» Given problem: Convert the rows from the very first line through the line containing "73 47 L 71 43" into a Markdown table with the columns Index and Line, numbering each line and omitting any blank ones.

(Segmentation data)
━━━━
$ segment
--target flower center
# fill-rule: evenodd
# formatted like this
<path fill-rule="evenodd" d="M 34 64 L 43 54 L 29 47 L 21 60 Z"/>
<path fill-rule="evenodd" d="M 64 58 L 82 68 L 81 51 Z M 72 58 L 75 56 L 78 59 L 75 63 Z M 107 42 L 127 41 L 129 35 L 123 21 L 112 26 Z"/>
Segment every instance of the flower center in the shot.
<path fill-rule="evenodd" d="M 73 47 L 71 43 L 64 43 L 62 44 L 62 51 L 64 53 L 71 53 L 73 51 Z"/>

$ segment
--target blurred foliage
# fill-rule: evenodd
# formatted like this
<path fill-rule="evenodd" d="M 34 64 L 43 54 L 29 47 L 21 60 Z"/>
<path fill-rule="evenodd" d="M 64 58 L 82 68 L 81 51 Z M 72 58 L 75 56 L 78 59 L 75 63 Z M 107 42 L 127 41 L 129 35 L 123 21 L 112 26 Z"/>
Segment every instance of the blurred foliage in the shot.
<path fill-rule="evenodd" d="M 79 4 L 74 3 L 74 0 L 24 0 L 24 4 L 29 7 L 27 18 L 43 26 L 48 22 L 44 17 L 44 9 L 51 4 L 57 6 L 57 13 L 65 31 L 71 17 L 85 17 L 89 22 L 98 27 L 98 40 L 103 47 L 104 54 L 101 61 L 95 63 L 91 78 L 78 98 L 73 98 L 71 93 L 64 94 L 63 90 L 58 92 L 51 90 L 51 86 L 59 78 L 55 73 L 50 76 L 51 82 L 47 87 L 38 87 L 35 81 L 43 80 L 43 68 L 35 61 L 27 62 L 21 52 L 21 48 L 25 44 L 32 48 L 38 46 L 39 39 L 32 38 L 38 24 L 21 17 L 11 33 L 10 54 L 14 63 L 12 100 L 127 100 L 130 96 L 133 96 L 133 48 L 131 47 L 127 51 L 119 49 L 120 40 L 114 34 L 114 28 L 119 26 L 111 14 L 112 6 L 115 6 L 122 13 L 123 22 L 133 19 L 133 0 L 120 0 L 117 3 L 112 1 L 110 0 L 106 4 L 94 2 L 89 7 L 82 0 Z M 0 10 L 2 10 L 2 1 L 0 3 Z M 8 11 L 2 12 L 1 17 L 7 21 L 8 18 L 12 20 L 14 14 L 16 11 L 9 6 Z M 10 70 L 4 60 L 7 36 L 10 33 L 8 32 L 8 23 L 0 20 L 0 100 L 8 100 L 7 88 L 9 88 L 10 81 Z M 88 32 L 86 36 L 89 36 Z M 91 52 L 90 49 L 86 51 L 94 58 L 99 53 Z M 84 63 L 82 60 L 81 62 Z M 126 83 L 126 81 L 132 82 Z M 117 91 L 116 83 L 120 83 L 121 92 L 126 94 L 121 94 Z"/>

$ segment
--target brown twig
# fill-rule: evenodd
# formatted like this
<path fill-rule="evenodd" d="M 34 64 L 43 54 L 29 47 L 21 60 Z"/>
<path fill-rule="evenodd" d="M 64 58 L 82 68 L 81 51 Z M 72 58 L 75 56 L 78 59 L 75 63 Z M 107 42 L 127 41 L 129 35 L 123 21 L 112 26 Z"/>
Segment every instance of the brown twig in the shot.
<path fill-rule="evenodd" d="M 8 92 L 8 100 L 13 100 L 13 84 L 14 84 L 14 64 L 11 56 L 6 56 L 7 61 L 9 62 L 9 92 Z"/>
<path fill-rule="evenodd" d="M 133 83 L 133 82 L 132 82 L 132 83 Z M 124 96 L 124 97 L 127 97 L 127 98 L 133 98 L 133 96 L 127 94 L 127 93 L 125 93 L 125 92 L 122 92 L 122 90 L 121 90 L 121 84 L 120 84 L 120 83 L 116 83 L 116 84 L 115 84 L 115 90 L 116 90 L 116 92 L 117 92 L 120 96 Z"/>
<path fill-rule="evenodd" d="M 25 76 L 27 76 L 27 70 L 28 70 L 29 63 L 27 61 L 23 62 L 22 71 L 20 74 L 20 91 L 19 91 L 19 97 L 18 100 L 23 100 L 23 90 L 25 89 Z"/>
━━━━
» Exercise result:
| Index | Line |
|---|---|
| 1 | $ segment |
| 2 | --target flower center |
| 3 | # fill-rule: evenodd |
| 4 | # formatted like this |
| 5 | <path fill-rule="evenodd" d="M 34 64 L 43 54 L 29 47 L 21 60 Z"/> |
| 6 | <path fill-rule="evenodd" d="M 64 58 L 82 68 L 81 51 Z M 72 58 L 75 56 L 78 59 L 75 63 Z M 107 42 L 127 41 L 129 35 L 123 21 L 112 26 Z"/> |
| 7 | Segment every instance of the flower center in the shot. |
| 8 | <path fill-rule="evenodd" d="M 73 47 L 71 43 L 64 43 L 62 44 L 62 51 L 64 53 L 71 53 L 73 51 Z"/> |